▶ EXERCISE REQUIREMENTS:
Collect every line below that contains the string "foam", and copy each one unchanged.

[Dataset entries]
• • • •
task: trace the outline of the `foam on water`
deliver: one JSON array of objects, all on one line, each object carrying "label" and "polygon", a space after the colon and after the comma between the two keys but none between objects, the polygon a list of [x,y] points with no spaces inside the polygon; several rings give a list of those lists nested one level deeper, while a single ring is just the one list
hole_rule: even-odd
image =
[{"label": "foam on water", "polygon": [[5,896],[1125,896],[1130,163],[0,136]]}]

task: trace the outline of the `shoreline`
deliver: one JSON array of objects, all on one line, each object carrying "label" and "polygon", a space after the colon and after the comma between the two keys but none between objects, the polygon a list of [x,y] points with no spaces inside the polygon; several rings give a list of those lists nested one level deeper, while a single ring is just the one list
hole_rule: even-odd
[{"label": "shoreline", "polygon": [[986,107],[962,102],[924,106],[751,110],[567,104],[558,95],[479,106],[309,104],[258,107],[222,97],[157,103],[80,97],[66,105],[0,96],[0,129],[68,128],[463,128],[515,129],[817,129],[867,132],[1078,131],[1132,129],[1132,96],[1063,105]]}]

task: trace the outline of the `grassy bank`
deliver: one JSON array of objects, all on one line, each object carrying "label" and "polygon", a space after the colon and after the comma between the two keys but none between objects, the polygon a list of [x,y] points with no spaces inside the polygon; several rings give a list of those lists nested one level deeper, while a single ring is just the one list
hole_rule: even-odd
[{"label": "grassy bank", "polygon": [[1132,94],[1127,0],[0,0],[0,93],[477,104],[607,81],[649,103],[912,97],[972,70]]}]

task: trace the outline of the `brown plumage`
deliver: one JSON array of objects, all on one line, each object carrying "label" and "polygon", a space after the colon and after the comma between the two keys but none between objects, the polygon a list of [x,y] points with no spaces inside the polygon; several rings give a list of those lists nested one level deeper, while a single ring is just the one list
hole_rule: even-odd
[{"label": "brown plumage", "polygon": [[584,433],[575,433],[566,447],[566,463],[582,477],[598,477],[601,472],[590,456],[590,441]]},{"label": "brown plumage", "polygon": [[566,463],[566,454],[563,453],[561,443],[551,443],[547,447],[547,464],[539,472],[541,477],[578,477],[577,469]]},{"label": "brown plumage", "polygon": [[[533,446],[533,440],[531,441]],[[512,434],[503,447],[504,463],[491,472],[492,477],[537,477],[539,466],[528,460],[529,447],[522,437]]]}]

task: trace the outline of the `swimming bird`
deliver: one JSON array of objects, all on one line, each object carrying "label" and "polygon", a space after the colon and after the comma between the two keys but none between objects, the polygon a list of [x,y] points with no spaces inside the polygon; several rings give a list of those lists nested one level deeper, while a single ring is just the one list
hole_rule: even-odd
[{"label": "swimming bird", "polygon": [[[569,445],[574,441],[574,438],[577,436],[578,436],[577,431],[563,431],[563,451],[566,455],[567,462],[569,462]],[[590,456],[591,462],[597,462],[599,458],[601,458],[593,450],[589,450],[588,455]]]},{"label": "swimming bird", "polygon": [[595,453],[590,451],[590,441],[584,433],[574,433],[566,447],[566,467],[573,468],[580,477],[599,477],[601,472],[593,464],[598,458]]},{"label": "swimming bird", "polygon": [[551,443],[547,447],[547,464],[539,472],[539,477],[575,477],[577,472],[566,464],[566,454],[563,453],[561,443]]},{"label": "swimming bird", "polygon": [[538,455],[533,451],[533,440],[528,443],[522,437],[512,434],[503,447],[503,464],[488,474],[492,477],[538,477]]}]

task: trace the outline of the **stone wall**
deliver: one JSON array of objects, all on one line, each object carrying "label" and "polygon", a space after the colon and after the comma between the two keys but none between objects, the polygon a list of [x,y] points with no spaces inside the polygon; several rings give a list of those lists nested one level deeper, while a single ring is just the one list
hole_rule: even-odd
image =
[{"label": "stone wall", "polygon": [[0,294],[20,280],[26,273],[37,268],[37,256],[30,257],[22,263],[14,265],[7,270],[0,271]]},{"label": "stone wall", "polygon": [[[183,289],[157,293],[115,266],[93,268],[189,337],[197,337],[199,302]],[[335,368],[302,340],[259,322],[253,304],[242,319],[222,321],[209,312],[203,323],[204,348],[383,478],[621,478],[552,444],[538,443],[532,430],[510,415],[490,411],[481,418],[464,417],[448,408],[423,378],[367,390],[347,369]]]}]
• • • •
▶ RESPONSE:
task: trace the outline of the `foam on water`
[{"label": "foam on water", "polygon": [[5,896],[1125,896],[1130,163],[0,136]]}]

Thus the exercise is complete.